◆ **EXTRACTED ENTRIES**
· · · · ·
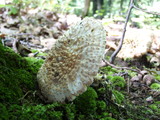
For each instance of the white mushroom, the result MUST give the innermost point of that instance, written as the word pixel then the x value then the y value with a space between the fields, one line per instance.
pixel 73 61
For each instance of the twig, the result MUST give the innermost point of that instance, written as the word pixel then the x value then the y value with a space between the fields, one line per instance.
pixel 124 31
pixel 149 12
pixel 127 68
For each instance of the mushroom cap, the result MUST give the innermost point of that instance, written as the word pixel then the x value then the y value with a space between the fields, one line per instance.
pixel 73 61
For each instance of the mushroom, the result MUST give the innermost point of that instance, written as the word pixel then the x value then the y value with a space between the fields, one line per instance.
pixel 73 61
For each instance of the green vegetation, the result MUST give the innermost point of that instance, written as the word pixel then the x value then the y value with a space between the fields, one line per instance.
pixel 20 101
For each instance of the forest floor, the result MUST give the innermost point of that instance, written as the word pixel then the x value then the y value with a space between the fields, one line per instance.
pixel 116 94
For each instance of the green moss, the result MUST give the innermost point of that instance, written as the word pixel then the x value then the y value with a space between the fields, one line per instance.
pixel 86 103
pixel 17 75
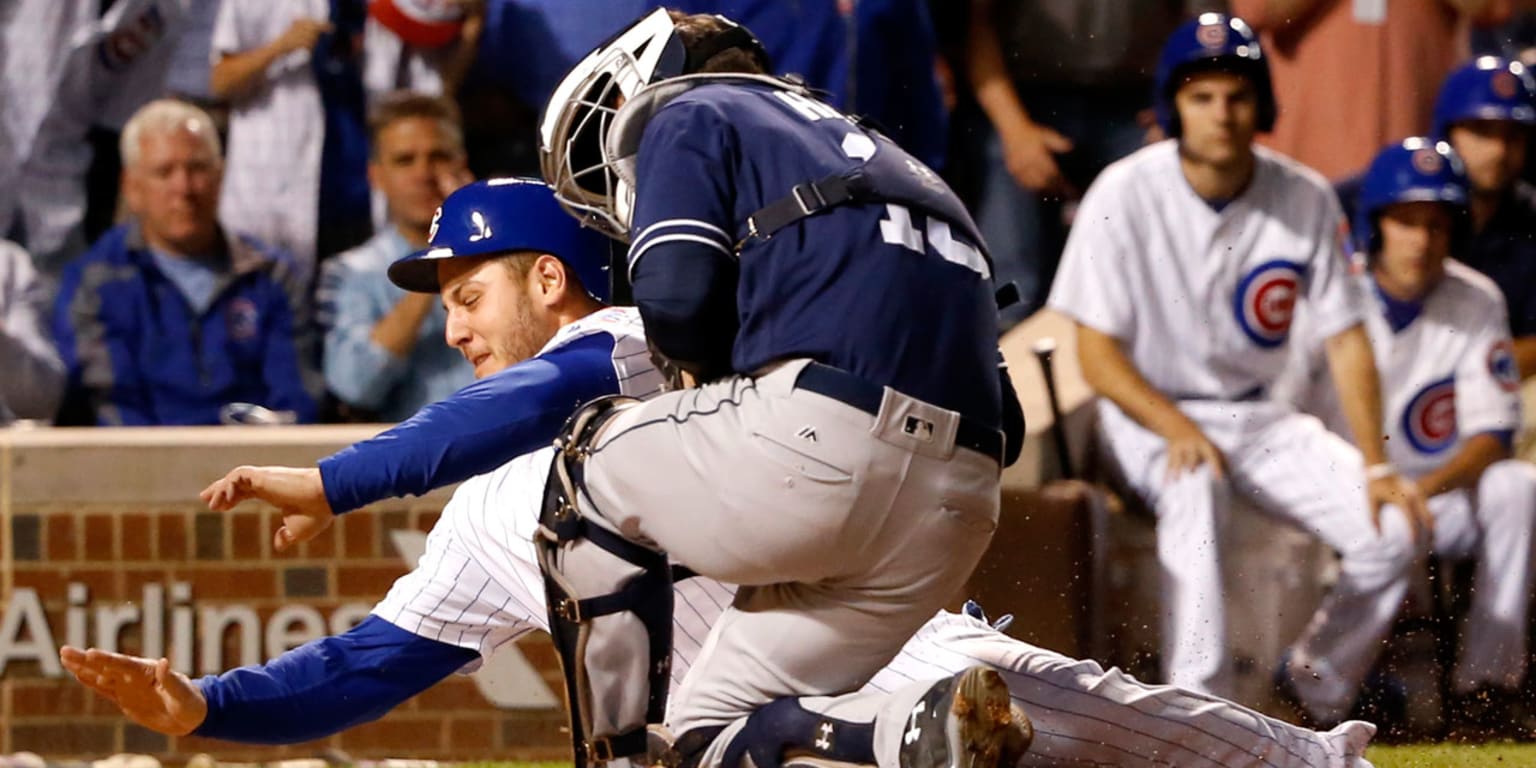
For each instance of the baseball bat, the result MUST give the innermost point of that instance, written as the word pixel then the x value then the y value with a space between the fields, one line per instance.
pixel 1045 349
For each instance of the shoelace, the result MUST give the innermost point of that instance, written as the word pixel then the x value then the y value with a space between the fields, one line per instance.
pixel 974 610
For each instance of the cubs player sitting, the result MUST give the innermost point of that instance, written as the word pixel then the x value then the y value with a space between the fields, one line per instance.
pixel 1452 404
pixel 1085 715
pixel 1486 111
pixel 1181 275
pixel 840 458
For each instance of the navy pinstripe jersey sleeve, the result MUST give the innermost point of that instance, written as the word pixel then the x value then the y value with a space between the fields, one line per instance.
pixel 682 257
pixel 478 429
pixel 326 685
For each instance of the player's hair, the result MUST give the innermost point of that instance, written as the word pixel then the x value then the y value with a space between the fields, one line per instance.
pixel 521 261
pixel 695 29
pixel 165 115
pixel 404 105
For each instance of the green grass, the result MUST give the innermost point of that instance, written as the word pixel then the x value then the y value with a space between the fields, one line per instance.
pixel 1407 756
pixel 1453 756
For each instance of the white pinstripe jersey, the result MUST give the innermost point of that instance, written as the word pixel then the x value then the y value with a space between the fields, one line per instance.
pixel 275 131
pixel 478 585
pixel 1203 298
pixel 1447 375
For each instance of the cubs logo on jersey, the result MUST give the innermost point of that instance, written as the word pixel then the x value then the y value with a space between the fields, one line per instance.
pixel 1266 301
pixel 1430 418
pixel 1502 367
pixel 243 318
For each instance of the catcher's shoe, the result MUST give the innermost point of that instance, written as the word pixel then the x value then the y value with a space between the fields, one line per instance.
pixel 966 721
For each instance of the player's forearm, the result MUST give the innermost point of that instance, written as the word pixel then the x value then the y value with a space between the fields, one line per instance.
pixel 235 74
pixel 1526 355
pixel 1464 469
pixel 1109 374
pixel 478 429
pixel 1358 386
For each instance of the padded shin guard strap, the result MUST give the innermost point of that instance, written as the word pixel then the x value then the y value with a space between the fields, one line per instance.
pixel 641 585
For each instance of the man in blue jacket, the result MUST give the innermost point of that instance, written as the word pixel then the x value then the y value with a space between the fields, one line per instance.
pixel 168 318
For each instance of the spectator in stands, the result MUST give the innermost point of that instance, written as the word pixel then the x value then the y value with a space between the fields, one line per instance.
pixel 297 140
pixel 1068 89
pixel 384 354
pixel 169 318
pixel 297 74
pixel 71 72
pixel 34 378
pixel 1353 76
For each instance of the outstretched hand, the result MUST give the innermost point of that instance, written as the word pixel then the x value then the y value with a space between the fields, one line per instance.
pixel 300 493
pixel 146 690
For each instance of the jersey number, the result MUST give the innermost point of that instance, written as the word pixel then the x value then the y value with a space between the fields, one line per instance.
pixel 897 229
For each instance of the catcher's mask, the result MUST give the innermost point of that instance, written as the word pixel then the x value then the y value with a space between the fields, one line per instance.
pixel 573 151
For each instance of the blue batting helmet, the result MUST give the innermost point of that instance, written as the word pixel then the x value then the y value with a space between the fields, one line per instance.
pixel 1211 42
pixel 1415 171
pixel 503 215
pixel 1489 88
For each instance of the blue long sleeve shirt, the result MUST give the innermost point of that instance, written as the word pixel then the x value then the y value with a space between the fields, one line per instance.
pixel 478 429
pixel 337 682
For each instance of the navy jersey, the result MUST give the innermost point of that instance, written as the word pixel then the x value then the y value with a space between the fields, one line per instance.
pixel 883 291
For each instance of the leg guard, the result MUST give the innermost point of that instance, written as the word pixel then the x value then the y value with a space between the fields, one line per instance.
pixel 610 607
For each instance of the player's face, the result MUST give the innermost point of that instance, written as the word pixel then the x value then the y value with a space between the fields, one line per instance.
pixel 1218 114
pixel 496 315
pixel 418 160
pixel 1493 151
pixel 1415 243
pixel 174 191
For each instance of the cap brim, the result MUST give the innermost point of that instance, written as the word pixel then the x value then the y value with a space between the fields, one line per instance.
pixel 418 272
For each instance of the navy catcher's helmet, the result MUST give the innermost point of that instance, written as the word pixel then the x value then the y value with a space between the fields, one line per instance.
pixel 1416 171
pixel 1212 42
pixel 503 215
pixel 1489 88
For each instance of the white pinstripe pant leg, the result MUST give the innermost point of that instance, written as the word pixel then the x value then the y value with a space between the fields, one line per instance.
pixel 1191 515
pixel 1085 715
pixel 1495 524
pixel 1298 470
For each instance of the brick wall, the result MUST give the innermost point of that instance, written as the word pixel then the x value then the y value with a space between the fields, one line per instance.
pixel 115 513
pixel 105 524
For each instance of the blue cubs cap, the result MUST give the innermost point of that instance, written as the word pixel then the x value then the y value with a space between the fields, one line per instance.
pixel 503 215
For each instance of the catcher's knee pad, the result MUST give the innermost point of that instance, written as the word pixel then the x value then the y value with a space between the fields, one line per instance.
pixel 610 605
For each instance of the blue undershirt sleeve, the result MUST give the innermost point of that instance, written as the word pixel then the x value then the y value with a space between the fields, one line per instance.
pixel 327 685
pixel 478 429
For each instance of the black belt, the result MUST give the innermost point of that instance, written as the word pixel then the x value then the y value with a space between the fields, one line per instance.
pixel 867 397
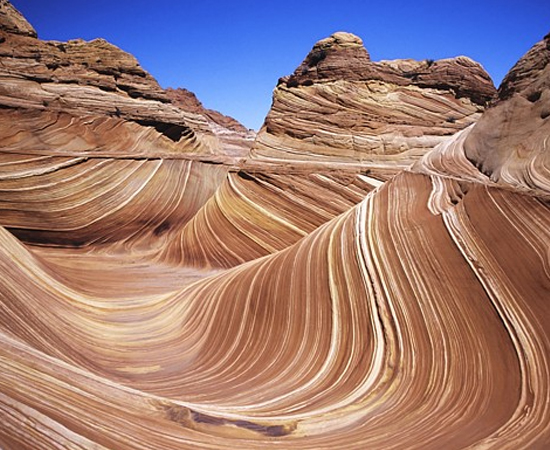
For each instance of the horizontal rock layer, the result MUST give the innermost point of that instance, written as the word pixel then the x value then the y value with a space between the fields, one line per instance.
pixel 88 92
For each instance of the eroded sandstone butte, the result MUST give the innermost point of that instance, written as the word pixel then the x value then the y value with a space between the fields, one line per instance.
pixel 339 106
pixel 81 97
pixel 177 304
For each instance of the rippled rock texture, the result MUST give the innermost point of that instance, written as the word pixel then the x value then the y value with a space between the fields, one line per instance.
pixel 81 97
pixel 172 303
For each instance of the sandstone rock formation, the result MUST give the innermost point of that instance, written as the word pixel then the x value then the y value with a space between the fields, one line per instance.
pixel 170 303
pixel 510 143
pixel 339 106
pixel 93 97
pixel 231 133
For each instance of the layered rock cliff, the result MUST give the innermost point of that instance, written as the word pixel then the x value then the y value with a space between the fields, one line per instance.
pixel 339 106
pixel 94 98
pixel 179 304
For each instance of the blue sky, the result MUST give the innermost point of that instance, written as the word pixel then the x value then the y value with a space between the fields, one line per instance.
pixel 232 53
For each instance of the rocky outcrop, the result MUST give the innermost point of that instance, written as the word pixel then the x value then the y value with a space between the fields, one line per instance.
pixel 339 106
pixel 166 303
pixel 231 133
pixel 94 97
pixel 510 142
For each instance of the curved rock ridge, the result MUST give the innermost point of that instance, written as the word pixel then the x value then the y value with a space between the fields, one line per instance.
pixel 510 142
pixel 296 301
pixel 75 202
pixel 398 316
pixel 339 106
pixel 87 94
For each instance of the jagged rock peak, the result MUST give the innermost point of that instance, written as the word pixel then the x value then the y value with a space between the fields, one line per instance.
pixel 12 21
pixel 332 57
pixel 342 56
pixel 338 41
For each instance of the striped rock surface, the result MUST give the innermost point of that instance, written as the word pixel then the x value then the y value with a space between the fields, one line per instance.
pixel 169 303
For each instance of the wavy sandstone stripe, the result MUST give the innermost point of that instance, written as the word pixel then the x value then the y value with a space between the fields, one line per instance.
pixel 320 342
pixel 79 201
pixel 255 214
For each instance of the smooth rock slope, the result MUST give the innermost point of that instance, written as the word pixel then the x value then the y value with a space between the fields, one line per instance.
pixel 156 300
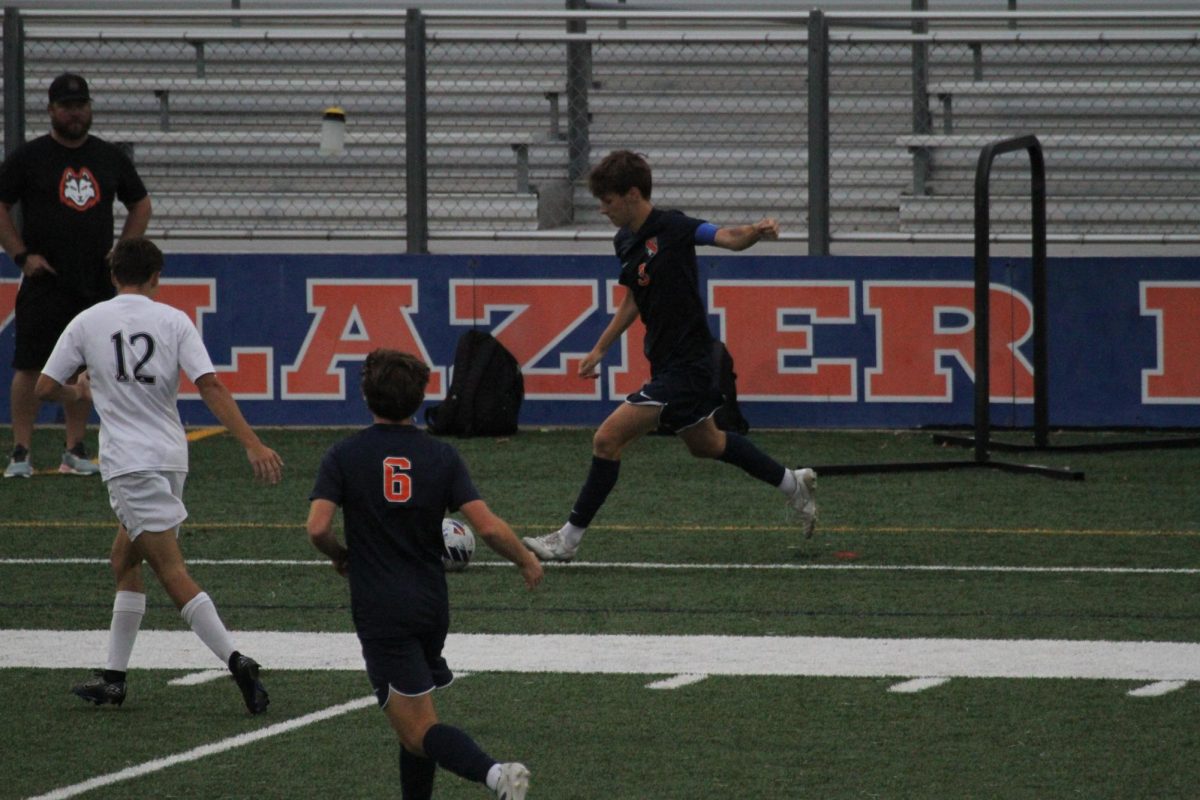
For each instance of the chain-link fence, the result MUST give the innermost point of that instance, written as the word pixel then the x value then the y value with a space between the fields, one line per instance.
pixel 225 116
· · · · ·
◆ **TASK DESCRIPTION**
Extract the lines beginning with the one that contains "For each instance of the smooth" and ending with the last line of the listing. Keep them exact and drop the pictures.

◆ **EXERCISE RESULT**
For each instance of the smooth rock slope, the result MUST give the innermost point of that instance, written as the word pixel then the x value then the y value with a space between the fields, one line per instance.
pixel 156 300
For each instance of the chain-link fence, the result MUST give the innermost point of that instance, written as the word pixel then the x value then the y value with a space between the fields, one line per instance.
pixel 225 116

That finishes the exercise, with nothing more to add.